= TASK GOAL =
Lay out the records below as a two-column CSV with the header request,answer. Give one row per request, with the request's text and its answer each in a single quoted field and line breaks replaced by spaces.
╭─ DATA LINES
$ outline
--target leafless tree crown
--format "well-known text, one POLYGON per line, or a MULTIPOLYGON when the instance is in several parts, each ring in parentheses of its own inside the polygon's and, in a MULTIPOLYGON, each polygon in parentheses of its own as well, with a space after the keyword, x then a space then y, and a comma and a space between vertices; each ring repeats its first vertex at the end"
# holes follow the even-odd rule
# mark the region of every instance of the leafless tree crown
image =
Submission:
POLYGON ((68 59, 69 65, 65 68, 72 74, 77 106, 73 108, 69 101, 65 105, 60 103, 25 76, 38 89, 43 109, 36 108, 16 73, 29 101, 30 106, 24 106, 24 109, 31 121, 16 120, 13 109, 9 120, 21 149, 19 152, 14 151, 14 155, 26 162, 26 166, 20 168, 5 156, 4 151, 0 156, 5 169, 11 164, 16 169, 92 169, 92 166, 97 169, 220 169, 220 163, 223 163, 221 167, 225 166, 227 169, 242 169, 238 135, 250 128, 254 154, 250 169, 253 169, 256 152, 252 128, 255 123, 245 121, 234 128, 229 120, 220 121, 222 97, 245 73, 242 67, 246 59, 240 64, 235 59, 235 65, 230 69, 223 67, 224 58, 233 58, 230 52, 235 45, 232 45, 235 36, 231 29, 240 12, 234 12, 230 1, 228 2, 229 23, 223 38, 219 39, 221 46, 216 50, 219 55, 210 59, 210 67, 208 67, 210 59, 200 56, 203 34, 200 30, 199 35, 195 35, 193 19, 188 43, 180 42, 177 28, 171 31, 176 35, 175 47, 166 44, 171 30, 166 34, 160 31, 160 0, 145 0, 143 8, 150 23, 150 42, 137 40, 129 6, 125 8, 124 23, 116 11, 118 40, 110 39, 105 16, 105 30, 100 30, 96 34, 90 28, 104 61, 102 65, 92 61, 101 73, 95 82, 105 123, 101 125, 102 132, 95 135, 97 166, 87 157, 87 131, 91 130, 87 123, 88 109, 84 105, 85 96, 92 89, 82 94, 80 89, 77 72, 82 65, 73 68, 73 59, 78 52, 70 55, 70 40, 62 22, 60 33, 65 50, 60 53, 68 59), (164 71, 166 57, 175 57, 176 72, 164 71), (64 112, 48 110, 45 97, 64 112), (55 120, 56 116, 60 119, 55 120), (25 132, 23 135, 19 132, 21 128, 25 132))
╰─
= SOLVED PROBLEM =
request,answer
"$ outline --target leafless tree crown --format ""well-known text, one POLYGON per line, or a MULTIPOLYGON when the instance is in several parts, each ring in parentheses of its own inside the polygon's and, in a MULTIPOLYGON, each polygon in parentheses of its own as well, with a space after the keyword, x then a space then y, and a comma and a space between vertices; each ring repeats its first vertex at the end"" # holes follow the even-odd rule # mark the region of every instance of the leafless tree crown image = Submission:","POLYGON ((68 59, 69 65, 65 68, 72 74, 77 106, 73 108, 69 101, 65 105, 60 103, 25 76, 38 89, 43 109, 36 108, 16 73, 29 101, 30 106, 24 106, 24 109, 31 121, 16 120, 13 109, 9 120, 21 149, 19 152, 14 151, 14 155, 26 162, 26 166, 20 168, 5 156, 4 151, 0 156, 5 169, 11 164, 16 169, 92 169, 92 166, 97 169, 220 169, 220 163, 223 163, 221 167, 225 166, 227 169, 242 169, 238 135, 250 128, 254 154, 250 169, 253 169, 256 152, 252 128, 255 123, 245 121, 234 128, 229 120, 220 121, 222 97, 245 73, 242 67, 246 59, 240 64, 235 59, 235 65, 230 69, 223 67, 224 58, 233 58, 230 52, 235 45, 232 45, 235 36, 231 29, 240 12, 234 12, 230 1, 228 2, 229 23, 223 38, 219 39, 221 46, 216 50, 219 55, 210 59, 210 67, 208 67, 210 59, 200 56, 203 34, 200 30, 199 35, 195 35, 193 19, 188 43, 180 42, 177 28, 171 31, 176 35, 175 47, 166 44, 171 30, 166 34, 160 31, 160 0, 145 0, 143 8, 150 23, 150 42, 137 40, 129 6, 125 8, 124 23, 116 11, 118 40, 110 39, 105 16, 105 30, 100 30, 96 34, 90 28, 104 61, 102 65, 92 61, 101 73, 95 82, 105 123, 101 125, 102 132, 95 135, 97 166, 87 157, 87 131, 91 130, 87 123, 88 109, 84 105, 85 96, 92 89, 82 94, 80 89, 77 72, 82 65, 73 68, 73 59, 78 52, 70 55, 70 40, 62 22, 60 33, 65 50, 60 53, 68 59), (164 71, 166 57, 175 57, 176 72, 164 71), (64 112, 48 110, 45 97, 64 112), (55 120, 56 116, 60 119, 55 120), (25 132, 23 135, 19 132, 21 128, 25 132))"